***** Source data *****

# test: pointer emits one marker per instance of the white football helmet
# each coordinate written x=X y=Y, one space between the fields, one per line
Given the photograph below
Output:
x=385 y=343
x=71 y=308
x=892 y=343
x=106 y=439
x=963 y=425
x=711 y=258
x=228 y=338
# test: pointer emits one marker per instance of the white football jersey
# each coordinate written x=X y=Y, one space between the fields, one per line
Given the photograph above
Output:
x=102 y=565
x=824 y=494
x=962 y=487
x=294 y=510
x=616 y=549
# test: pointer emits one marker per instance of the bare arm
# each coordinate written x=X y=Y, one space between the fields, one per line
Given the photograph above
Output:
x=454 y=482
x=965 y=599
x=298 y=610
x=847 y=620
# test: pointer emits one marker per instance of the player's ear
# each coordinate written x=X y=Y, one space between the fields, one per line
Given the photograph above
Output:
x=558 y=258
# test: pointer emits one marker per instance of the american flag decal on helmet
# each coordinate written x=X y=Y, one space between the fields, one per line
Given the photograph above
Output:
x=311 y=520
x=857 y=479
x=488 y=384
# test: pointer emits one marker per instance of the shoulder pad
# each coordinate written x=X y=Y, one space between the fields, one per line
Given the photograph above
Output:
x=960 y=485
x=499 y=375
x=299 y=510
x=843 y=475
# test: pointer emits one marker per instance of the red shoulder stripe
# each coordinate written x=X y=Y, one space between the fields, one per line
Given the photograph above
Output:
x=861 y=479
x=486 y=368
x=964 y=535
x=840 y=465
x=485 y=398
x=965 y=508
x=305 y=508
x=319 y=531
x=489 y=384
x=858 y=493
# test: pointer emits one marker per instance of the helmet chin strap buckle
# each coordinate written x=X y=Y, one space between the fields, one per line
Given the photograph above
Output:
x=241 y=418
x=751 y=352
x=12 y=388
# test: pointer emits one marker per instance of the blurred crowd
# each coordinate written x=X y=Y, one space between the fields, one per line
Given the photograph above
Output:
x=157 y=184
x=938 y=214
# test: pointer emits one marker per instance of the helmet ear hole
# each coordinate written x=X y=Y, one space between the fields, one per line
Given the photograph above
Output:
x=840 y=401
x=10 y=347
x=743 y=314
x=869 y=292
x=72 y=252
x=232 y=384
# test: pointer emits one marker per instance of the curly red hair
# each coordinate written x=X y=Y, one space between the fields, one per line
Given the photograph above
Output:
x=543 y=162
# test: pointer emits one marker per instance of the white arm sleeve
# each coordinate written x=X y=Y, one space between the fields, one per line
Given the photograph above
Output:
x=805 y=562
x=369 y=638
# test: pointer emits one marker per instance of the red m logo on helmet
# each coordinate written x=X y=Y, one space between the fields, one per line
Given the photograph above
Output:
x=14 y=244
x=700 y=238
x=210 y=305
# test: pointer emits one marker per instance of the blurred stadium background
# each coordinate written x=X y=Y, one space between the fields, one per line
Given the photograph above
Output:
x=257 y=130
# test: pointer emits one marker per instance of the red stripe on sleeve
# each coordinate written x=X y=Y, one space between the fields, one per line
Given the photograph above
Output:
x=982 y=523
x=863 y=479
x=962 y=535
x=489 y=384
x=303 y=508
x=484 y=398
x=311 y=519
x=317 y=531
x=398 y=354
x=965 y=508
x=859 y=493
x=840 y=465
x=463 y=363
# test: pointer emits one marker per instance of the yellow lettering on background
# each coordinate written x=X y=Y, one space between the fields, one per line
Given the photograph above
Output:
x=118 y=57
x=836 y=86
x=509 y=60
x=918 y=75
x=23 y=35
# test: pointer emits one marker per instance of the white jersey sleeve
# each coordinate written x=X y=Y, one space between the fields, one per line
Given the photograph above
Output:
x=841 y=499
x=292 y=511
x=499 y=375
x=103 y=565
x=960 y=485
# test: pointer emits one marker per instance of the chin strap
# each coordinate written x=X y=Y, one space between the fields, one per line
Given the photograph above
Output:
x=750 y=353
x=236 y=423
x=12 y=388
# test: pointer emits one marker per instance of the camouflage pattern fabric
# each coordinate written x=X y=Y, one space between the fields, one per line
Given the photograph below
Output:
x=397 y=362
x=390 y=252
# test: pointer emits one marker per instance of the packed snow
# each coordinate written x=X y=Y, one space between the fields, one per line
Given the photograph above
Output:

*****

*Activity:* Copy whichever lines above contain the string "helmet".

*Result for this exercise:*
# test: pointer emits one marker per instance of the white football helmet
# test: pointer emits one marker per instance of the american flag decal on helmet
# test: pointer emits one marker per instance of the helmet chin strap buckle
# test: pointer emits one marker per instance of the helmet ear hole
# test: pointer emits one marker per instance of the red m logo on helmet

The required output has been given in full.